Given task: Print out every record exactly as it appears.

Start of Raw data

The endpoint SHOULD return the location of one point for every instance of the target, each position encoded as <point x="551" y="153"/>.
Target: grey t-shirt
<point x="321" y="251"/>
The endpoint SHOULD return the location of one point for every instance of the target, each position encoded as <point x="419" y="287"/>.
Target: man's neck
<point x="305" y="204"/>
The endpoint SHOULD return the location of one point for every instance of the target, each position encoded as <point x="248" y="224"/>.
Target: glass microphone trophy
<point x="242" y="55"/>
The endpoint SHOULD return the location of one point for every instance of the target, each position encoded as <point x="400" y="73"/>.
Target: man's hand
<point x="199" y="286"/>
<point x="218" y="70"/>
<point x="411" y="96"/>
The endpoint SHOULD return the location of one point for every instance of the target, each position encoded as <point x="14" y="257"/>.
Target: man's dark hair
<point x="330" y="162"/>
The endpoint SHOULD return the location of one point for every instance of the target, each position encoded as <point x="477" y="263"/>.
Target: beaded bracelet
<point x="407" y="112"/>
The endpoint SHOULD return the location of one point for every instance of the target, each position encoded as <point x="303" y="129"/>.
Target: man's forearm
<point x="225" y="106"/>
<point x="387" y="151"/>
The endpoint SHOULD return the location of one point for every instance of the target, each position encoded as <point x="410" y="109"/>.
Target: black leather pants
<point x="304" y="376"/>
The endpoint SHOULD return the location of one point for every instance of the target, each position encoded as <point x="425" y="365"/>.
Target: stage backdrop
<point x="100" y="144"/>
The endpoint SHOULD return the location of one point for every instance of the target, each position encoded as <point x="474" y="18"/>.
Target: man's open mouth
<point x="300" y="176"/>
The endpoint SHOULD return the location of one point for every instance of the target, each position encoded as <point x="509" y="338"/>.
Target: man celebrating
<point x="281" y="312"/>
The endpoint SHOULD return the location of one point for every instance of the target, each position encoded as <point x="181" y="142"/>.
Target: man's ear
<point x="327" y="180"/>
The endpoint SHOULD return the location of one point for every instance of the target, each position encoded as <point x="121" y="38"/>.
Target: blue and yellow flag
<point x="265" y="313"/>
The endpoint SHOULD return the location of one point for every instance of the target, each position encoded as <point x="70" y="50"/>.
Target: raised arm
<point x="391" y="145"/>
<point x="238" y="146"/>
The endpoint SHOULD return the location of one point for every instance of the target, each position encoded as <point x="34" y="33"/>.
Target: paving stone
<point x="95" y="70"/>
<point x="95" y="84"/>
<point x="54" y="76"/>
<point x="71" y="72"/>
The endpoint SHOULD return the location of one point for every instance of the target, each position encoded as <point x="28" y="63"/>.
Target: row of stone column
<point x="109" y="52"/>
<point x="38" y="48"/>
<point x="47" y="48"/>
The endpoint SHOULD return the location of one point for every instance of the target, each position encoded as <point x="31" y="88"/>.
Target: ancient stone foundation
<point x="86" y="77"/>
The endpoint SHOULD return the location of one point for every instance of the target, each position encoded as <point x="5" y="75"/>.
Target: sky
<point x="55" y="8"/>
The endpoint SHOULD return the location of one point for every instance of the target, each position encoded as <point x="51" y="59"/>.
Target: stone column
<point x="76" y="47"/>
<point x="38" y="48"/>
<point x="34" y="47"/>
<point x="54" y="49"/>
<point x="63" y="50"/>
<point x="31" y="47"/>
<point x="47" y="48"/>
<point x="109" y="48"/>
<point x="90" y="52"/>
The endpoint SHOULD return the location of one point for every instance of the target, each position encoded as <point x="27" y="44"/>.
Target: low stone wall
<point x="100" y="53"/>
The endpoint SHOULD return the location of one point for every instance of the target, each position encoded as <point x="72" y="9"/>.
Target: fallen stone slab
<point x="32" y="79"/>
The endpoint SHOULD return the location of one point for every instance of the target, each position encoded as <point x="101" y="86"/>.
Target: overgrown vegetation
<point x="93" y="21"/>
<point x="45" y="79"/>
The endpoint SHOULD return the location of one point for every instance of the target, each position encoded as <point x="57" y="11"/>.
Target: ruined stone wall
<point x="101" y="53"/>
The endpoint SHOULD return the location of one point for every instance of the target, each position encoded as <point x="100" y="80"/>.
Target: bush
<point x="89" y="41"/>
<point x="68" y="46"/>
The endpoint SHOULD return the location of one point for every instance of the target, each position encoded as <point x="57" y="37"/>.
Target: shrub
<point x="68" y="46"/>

End of Raw data

Exercise output:
The endpoint SHOULD return the location of one point for every instance of the target, each position encoded as <point x="551" y="153"/>.
Target: grey t-shirt
<point x="321" y="251"/>
The endpoint SHOULD return the location of one point for every instance of the target, each position encoded as <point x="419" y="287"/>.
Target: man's neck
<point x="305" y="204"/>
The endpoint SHOULD return the location of one point for every instance of the target, each position encoded as <point x="248" y="224"/>.
Target: glass microphone trophy
<point x="242" y="55"/>
The endpoint SHOULD return the location of one point for every instance of the target, each position encoded as <point x="400" y="73"/>.
Target: man's hand
<point x="199" y="286"/>
<point x="218" y="70"/>
<point x="411" y="96"/>
The endpoint SHOULD return the location of one point for every instance of the target, each position encoded as <point x="14" y="257"/>.
Target: man's dark hair
<point x="330" y="162"/>
The endpoint SHOULD return the location of one point for every instance of the target, each position encoded as <point x="477" y="263"/>.
Target: beaded bracelet
<point x="407" y="112"/>
The endpoint SHOULD return the location of one point for every instance of the target, each position encoded as <point x="303" y="129"/>.
Target: man's forearm
<point x="225" y="106"/>
<point x="387" y="151"/>
The endpoint SHOULD return the location of one point for every instance of the target, each position encoded as <point x="410" y="109"/>.
Target: black leather pants
<point x="304" y="376"/>
The endpoint SHOULD return the location of one point for every instance of the target, each position encoded as <point x="425" y="365"/>.
Target: stage backdrop
<point x="100" y="144"/>
The endpoint SHOULD return the location of one point for every instance of the target, each position encoded as <point x="474" y="18"/>.
Target: man's open mouth
<point x="300" y="176"/>
The endpoint SHOULD return the location of one point for every instance of the target, each position encoded as <point x="509" y="338"/>.
Target: man celebrating
<point x="281" y="312"/>
The endpoint SHOULD return the location of one point for every instance of the target, each position encoded as <point x="181" y="142"/>.
Target: man's ear
<point x="327" y="180"/>
The endpoint SHOULD return the location of one point for every instance of the target, each position encoded as <point x="121" y="38"/>.
Target: blue and yellow flag
<point x="265" y="313"/>
The endpoint SHOULD return the location of one point for every instance of the target, each position encoded as <point x="70" y="50"/>.
Target: raised arm
<point x="391" y="145"/>
<point x="238" y="146"/>
The endpoint SHOULD return the location of one point for every instance of the target, each position encoded as <point x="34" y="33"/>.
Target: paving stone
<point x="95" y="70"/>
<point x="95" y="84"/>
<point x="54" y="76"/>
<point x="71" y="72"/>
The endpoint SHOULD return the location of one point for every instance of the target, each position encoded as <point x="28" y="63"/>.
Target: row of stone column
<point x="109" y="52"/>
<point x="38" y="48"/>
<point x="47" y="48"/>
The endpoint SHOULD return the location of one point for every instance of the target, each position encoded as <point x="31" y="88"/>.
Target: ancient stone foundation
<point x="86" y="77"/>
The endpoint SHOULD return the location of one point for every instance of the target, each position encoded as <point x="5" y="75"/>.
Target: sky
<point x="55" y="8"/>
The endpoint SHOULD return the location of one point for every instance of the target, each position encoded as <point x="51" y="59"/>.
Target: stone column
<point x="76" y="47"/>
<point x="38" y="48"/>
<point x="34" y="47"/>
<point x="54" y="49"/>
<point x="63" y="50"/>
<point x="31" y="47"/>
<point x="47" y="48"/>
<point x="109" y="48"/>
<point x="90" y="52"/>
The endpoint SHOULD return the location of one point for every instance of the target, each position encoded as <point x="27" y="44"/>.
Target: low stone wall
<point x="100" y="53"/>
The endpoint SHOULD return the location of one point for every instance of the target, each position encoded as <point x="72" y="9"/>.
Target: fallen stone slab
<point x="32" y="79"/>
The endpoint SHOULD return the location of one point for every instance of the target, each position encoded as <point x="101" y="86"/>.
Target: overgrown vegetation
<point x="93" y="21"/>
<point x="45" y="79"/>
The endpoint SHOULD return the location of one point for every instance of the target, each position encoded as <point x="57" y="11"/>.
Target: ruined stone wall
<point x="101" y="53"/>
The endpoint SHOULD return the location of one point for every instance of the target, each position encoded as <point x="100" y="80"/>.
Target: bush
<point x="89" y="41"/>
<point x="68" y="46"/>
The endpoint SHOULD return the location of one point for every instance of the target, each position encoded as <point x="57" y="37"/>.
Target: shrub
<point x="68" y="46"/>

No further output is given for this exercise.